[Begin Records shown]

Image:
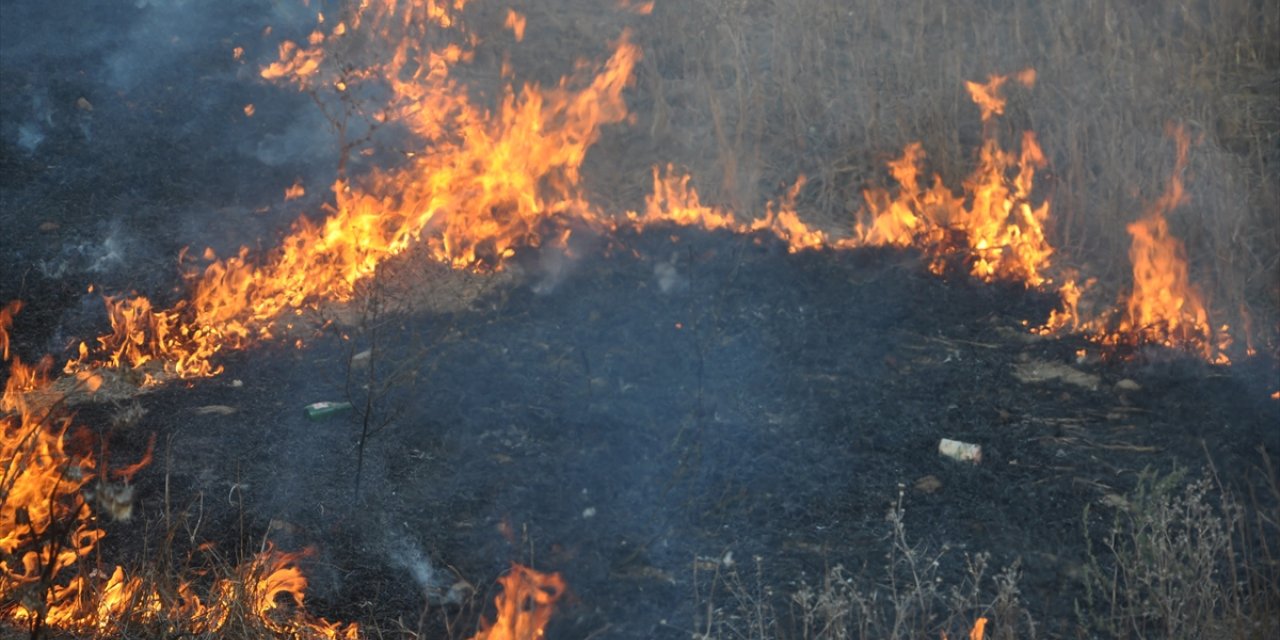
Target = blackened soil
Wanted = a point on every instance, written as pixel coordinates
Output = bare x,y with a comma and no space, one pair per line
767,405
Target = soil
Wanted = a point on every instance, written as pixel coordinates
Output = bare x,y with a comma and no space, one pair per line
618,421
769,405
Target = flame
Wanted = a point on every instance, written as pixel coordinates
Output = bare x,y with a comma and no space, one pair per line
524,607
48,530
993,224
1164,306
487,184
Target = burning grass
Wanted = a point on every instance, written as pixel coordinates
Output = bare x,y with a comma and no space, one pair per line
479,182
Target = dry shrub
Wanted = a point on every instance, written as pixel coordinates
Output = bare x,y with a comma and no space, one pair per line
748,94
908,599
1184,561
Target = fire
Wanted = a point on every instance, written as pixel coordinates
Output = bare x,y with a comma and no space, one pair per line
479,183
48,531
488,183
1164,306
992,225
524,607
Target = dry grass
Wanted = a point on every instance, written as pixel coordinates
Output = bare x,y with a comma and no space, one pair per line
746,94
1179,561
1185,561
906,598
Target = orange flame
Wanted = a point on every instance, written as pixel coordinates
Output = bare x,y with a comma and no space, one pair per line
525,606
1165,307
992,225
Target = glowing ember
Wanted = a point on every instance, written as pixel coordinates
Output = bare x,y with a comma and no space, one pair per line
524,607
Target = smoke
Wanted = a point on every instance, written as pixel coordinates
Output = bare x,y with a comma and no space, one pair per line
439,586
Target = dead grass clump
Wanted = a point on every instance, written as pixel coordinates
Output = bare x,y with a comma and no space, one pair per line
746,94
1184,561
908,599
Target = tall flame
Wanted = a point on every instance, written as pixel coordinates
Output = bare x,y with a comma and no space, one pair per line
1164,306
992,225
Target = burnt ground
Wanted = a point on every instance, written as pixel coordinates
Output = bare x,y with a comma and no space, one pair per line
767,405
764,403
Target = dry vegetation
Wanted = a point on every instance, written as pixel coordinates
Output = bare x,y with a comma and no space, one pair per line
749,94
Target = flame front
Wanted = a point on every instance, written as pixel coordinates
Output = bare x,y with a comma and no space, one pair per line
524,607
478,184
1165,307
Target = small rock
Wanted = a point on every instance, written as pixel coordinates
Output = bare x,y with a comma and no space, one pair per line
1128,385
928,484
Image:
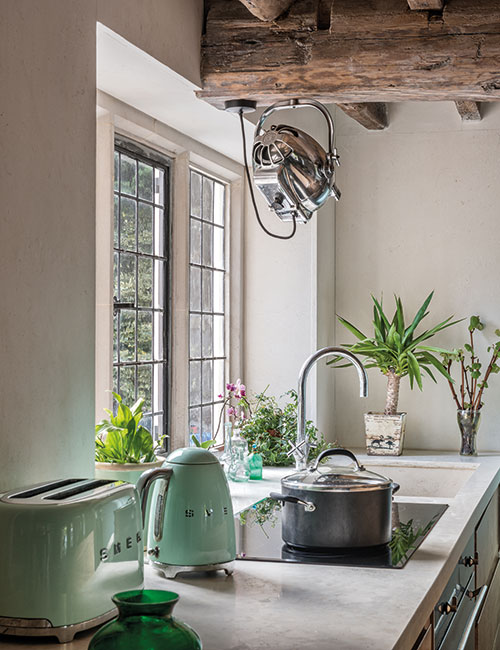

[End Records shown]

**Required task:**
State how many lines of the listing above contain the word "flame". Give only the number.

**Answer to this problem:**
4